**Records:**

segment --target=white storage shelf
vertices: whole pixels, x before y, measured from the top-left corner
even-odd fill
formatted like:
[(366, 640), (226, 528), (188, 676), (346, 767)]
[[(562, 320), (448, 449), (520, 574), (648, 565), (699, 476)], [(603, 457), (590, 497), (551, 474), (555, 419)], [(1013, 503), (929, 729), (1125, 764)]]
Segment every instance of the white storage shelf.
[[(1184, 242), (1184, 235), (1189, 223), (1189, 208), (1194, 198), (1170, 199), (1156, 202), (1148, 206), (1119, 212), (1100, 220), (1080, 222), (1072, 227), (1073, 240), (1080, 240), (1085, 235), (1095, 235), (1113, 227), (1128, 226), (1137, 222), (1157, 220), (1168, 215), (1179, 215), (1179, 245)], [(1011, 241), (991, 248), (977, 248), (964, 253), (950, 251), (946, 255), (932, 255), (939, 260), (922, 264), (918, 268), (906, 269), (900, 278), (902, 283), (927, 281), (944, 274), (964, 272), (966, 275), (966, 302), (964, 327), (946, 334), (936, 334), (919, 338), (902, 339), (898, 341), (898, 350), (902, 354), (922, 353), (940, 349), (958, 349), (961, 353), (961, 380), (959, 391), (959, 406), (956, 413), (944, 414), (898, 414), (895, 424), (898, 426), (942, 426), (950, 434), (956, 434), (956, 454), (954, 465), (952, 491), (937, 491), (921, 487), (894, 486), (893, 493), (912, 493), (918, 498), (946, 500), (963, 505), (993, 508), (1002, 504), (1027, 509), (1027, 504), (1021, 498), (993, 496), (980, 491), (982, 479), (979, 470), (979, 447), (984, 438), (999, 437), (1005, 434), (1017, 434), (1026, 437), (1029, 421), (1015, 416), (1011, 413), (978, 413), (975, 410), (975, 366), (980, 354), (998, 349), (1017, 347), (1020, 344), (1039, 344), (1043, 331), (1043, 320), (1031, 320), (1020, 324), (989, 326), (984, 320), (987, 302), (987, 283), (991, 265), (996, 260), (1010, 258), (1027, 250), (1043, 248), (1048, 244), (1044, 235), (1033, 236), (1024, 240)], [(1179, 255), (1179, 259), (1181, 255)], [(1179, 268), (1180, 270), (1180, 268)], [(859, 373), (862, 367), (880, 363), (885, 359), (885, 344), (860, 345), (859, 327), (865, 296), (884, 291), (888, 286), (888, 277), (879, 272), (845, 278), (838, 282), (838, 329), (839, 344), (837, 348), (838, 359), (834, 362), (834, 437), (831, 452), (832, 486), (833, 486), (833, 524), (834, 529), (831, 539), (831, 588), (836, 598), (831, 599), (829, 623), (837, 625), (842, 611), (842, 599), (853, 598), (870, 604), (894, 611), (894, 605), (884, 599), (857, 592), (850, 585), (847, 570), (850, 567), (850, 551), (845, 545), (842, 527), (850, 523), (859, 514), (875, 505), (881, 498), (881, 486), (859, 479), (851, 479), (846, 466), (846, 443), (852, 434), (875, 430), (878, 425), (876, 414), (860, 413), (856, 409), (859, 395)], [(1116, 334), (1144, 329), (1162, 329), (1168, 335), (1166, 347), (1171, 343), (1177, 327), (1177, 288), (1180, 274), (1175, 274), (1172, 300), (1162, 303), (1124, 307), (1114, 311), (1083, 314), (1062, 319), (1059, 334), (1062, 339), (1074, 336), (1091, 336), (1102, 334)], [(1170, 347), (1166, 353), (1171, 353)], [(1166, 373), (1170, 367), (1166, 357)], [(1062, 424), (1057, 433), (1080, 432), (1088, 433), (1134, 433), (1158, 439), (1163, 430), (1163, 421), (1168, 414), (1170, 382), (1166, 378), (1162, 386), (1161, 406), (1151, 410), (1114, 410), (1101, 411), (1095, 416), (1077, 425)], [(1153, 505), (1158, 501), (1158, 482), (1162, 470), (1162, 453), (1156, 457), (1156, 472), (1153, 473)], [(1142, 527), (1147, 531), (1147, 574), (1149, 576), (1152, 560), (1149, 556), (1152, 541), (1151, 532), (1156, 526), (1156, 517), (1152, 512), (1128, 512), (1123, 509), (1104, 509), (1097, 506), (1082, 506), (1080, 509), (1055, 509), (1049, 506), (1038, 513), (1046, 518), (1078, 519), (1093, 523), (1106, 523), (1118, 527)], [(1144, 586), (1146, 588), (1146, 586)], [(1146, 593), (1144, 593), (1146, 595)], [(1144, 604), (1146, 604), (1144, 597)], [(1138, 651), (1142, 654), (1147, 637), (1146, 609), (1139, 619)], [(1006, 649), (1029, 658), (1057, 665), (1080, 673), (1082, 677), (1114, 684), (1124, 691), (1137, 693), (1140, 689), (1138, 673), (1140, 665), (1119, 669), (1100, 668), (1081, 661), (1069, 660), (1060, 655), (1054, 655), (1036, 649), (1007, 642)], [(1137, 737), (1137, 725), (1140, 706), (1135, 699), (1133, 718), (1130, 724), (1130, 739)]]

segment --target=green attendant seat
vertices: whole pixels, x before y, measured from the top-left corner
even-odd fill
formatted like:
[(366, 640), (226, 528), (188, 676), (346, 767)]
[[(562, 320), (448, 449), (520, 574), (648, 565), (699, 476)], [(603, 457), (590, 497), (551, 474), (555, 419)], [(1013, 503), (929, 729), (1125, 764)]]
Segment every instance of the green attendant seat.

**TASK DETAILS:**
Copy the lines above without any changes.

**RESPONSE TO THIS EXERCISE:**
segment --target=white storage shelf
vertices: whole pixels, x before y, measured from the top-left corner
even-odd fill
formatted like:
[(366, 640), (226, 528), (188, 676), (346, 767)]
[[(562, 320), (448, 449), (520, 574), (648, 565), (699, 476)], [(603, 457), (590, 497), (551, 474), (555, 419)], [(1013, 503), (929, 729), (1125, 764)]]
Segment every instance of the white storage shelf.
[[(1184, 242), (1184, 235), (1189, 223), (1189, 208), (1194, 198), (1170, 199), (1156, 202), (1148, 206), (1119, 212), (1100, 220), (1080, 222), (1072, 227), (1073, 240), (1080, 240), (1085, 235), (1095, 235), (1113, 227), (1128, 226), (1137, 222), (1157, 220), (1168, 215), (1179, 215), (1179, 245)], [(1011, 241), (991, 248), (977, 248), (964, 253), (950, 251), (946, 255), (932, 255), (939, 260), (922, 264), (918, 268), (906, 269), (900, 278), (902, 283), (927, 281), (944, 274), (964, 272), (966, 275), (966, 302), (964, 327), (946, 334), (936, 334), (919, 338), (902, 339), (898, 341), (898, 350), (902, 354), (922, 353), (940, 349), (958, 349), (961, 353), (961, 380), (959, 391), (959, 406), (956, 413), (944, 414), (898, 414), (895, 424), (898, 426), (942, 426), (950, 434), (956, 434), (956, 454), (954, 465), (952, 491), (937, 491), (921, 487), (894, 486), (893, 493), (912, 493), (918, 498), (946, 500), (963, 505), (993, 508), (1002, 504), (1027, 509), (1027, 504), (1021, 498), (993, 496), (980, 491), (982, 479), (979, 470), (979, 447), (984, 438), (999, 437), (1005, 434), (1017, 434), (1026, 437), (1029, 421), (1015, 416), (1011, 413), (978, 413), (975, 410), (975, 366), (980, 354), (998, 349), (1017, 347), (1020, 344), (1039, 344), (1043, 331), (1043, 320), (1031, 320), (1020, 324), (989, 326), (984, 320), (987, 302), (987, 283), (991, 265), (996, 260), (1010, 258), (1027, 250), (1043, 248), (1048, 244), (1044, 235), (1033, 236), (1024, 240)], [(1179, 255), (1179, 259), (1181, 255)], [(1179, 268), (1180, 270), (1180, 268)], [(859, 373), (862, 367), (880, 363), (885, 359), (885, 344), (860, 345), (859, 327), (865, 296), (884, 291), (888, 286), (888, 277), (879, 272), (845, 278), (838, 282), (838, 329), (839, 344), (837, 348), (838, 359), (834, 362), (834, 437), (831, 452), (832, 486), (833, 486), (833, 524), (834, 529), (831, 539), (831, 588), (836, 598), (831, 599), (829, 623), (837, 625), (842, 611), (842, 599), (853, 598), (870, 604), (894, 611), (894, 605), (884, 599), (857, 592), (850, 585), (847, 570), (850, 567), (850, 551), (845, 545), (842, 527), (850, 523), (859, 514), (875, 505), (881, 498), (881, 486), (859, 479), (851, 479), (846, 466), (846, 443), (852, 434), (875, 430), (878, 425), (876, 414), (860, 413), (856, 409), (859, 395)], [(1116, 334), (1144, 329), (1162, 329), (1168, 335), (1166, 347), (1171, 343), (1177, 327), (1177, 288), (1180, 274), (1175, 274), (1172, 300), (1162, 303), (1124, 307), (1114, 311), (1083, 314), (1062, 319), (1059, 334), (1062, 339), (1074, 336), (1091, 336), (1102, 334)], [(1170, 347), (1166, 353), (1171, 353)], [(1166, 373), (1170, 367), (1166, 357)], [(1062, 424), (1057, 433), (1080, 432), (1088, 433), (1134, 433), (1158, 439), (1163, 430), (1163, 421), (1168, 414), (1170, 382), (1166, 378), (1162, 386), (1161, 406), (1151, 410), (1114, 410), (1101, 411), (1095, 416), (1077, 425)], [(1153, 505), (1158, 501), (1158, 482), (1162, 470), (1162, 453), (1156, 457), (1156, 472), (1153, 473)], [(1142, 527), (1147, 531), (1147, 574), (1149, 576), (1152, 560), (1149, 556), (1152, 541), (1151, 532), (1156, 526), (1156, 517), (1152, 512), (1128, 512), (1123, 509), (1104, 509), (1097, 506), (1082, 506), (1080, 509), (1055, 509), (1049, 506), (1038, 513), (1046, 518), (1078, 519), (1093, 523), (1106, 523), (1118, 527)], [(1144, 586), (1146, 588), (1146, 586)], [(1146, 593), (1144, 593), (1146, 595)], [(1144, 604), (1146, 604), (1144, 597)], [(1138, 651), (1142, 654), (1147, 637), (1146, 609), (1139, 619)], [(1006, 649), (1029, 658), (1057, 665), (1080, 673), (1082, 677), (1114, 684), (1124, 691), (1137, 693), (1140, 689), (1138, 673), (1140, 665), (1119, 669), (1100, 668), (1081, 661), (1069, 660), (1060, 655), (1054, 655), (1036, 649), (1007, 642)], [(1137, 737), (1137, 725), (1140, 706), (1135, 699), (1133, 718), (1130, 724), (1130, 739)]]

segment --target=green attendant seat
vertices: whole pixels, x before y, measured from the top-left corner
even-odd fill
formatted like:
[(366, 640), (226, 528), (188, 676), (346, 767)]
[[(562, 320), (448, 449), (520, 574), (648, 565), (699, 476)], [(603, 457), (590, 497), (551, 474), (555, 419)], [(1013, 503), (929, 729), (1125, 764)]]
Segment every instance of the green attendant seat.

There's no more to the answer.